───── Text ─────
# [ 2014 ] Revisions to PIC program



## Bigrob (Jan 19, 2014)

Recently someone posted the information that you now have one additional month to decide whether to deposit your PIC weeks for points or not.

There is new information I just received that indicates that ALL weeks are now being calculated as red weeks. This could be a benefit to folks who own "mistakes". What I didn't hear was whether that would be applied retroactively to anyone who had already PIC'ed an off-season week. The PIC program still maxes out at 2 3BR units.


----------



## Pcbdsg (Jan 19, 2014)

You can also go through "PIC Express" and get VIP credits for properties owned that are through another company or a points resort in RCI


----------



## Bigrob (Jan 19, 2014)

Pcbdsg said:


> You can also go through "PIC Express" and get VIP credits for properties owned that are through another company or a points resort in RCI



That's new on me... do you have any more information on that?


----------



## Pcbdsg (Jan 20, 2014)

You can PIC in up to 2 properties that are not RCI weeks and receive VIP credits up to 254k each. These are not used as travel points but can be used to put you over a VIP level.


----------



## Bigrob (Jan 20, 2014)

Pcbdsg said:


> You can PIC in up to 2 properties that are not RCI weeks and receive VIP credits up to 254k each. These are not used as travel points but can be used to put you over a VIP level.



Are Wyndham-affiliated resorts still not allowed, or could they be used for this purpose too?


----------



## lcml11 (Jan 20, 2014)

Pcbdsg said:


> You can PIC in up to 2 properties that are not RCI weeks and receive VIP credits up to 254k each. These are not used as travel points but can be used to put you over a VIP level.



The PICed Resorts have to be on the RCI Weeks program list and not the RCI points list.  If a resorts moves from the weeks list to the points list, the PIC rights can be lost.

I am not sure what you mean that they are not used as travel points.  Each year, for a small fee, that years week can be converted to Wyndham Club Plus/Access points for use within the Wyndham Club Plus system.

I think you can do this for the current year plus the following year.


----------



## ronparise (Jan 20, 2014)
───── Recorded information ─────
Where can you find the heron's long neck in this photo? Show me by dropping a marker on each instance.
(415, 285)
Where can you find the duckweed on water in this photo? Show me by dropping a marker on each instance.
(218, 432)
─────
§ **Task brief**: Please carry on the PIC program thread from its last line. The listing plays no part here.

§ **The answer**:
lcml11 said:


> The PICed Resorts have to be on the RCI Weeks program list and not the RCI points list.  If a resorts moves from the weeks list to the points list, the PIC rights can be lost.
> 
> I am not sure what you mean that they are not used as travel points.  Each year, for a small fee, that years week can be converted to Wyndham Club Plus/Access points for use within the Wyndham Club Plus system.
> 
> I think you can do this for the current year plus the following year.



My understanding is that the resort can become points affiliated but as long as your week isnt converted to points you can stay with PIC


----------



## Bigrob (Jan 20, 2014)

lcml11 said:


> The PICed Resorts have to be on the RCI Weeks program list and not the RCI points list.  If a resorts moves from the weeks list to the points list, the PIC rights can be lost.
> 
> I am not sure what you mean that they are not used as travel points.  Each year, for a small fee, that years week can be converted to Wyndham Club Plus/Access points for use within the Wyndham Club Plus system.
> 
> I think you can do this for the current year plus the following year.



I think this poster is talking about something that is a revision to the PIC program that enables folks to PIC weeks that were previously ineligible. However, the weeks are not "convertible for points" - they are only used to count toward your VIP status.

Will have to see if this information is verified by others as it is news to me.


----------



## Bigrob (Jan 20, 2014)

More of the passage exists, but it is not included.